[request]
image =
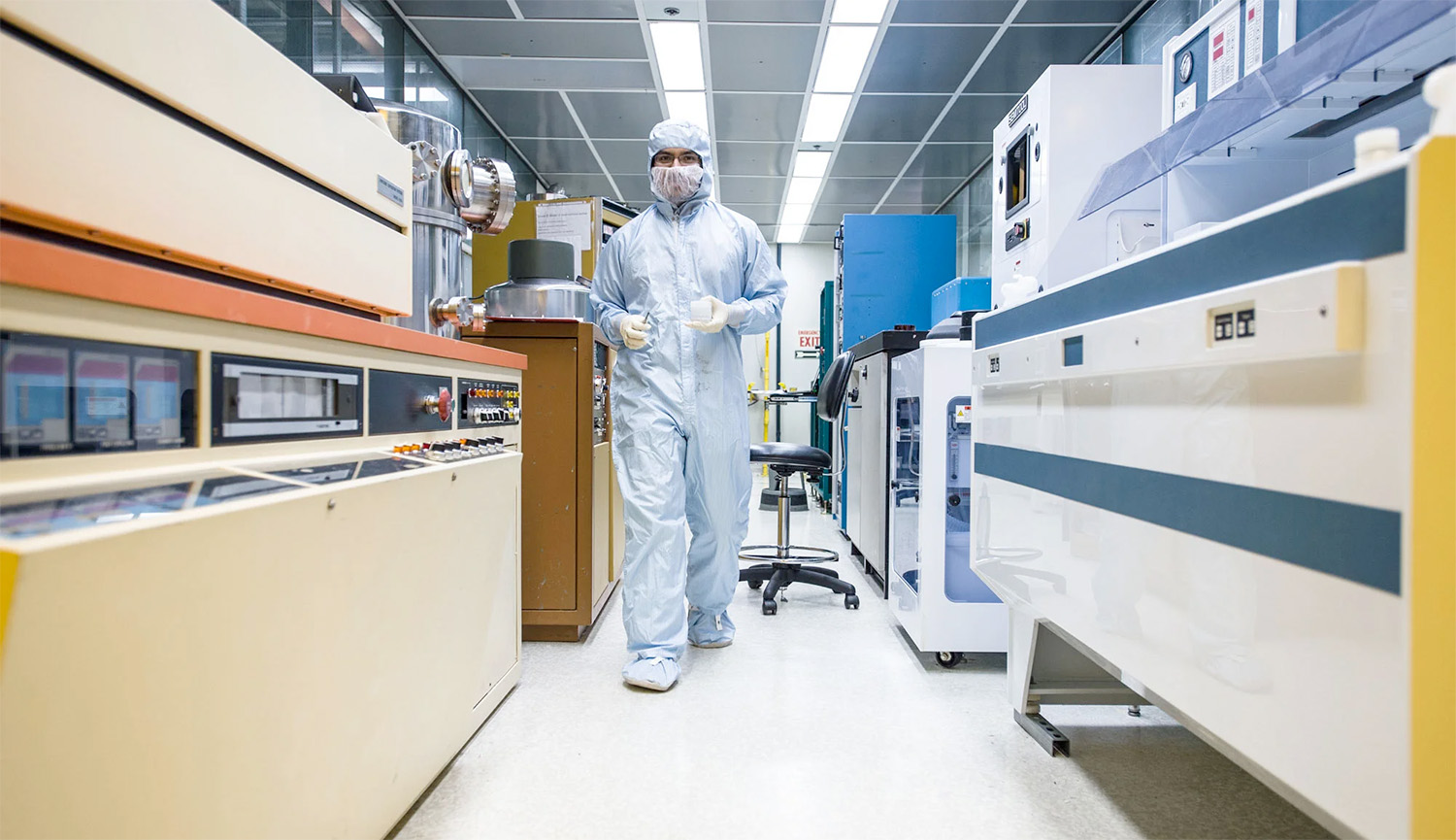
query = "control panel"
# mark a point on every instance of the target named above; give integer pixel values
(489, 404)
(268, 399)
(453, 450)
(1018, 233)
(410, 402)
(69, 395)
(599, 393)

Directions for this task:
Write all the lines above out again exactly, minus the images.

Task answer:
[request]
image =
query = "control panel"
# mark a point on every instance of the target named above; give integer pixel values
(489, 404)
(268, 399)
(453, 450)
(1018, 233)
(410, 402)
(69, 395)
(599, 393)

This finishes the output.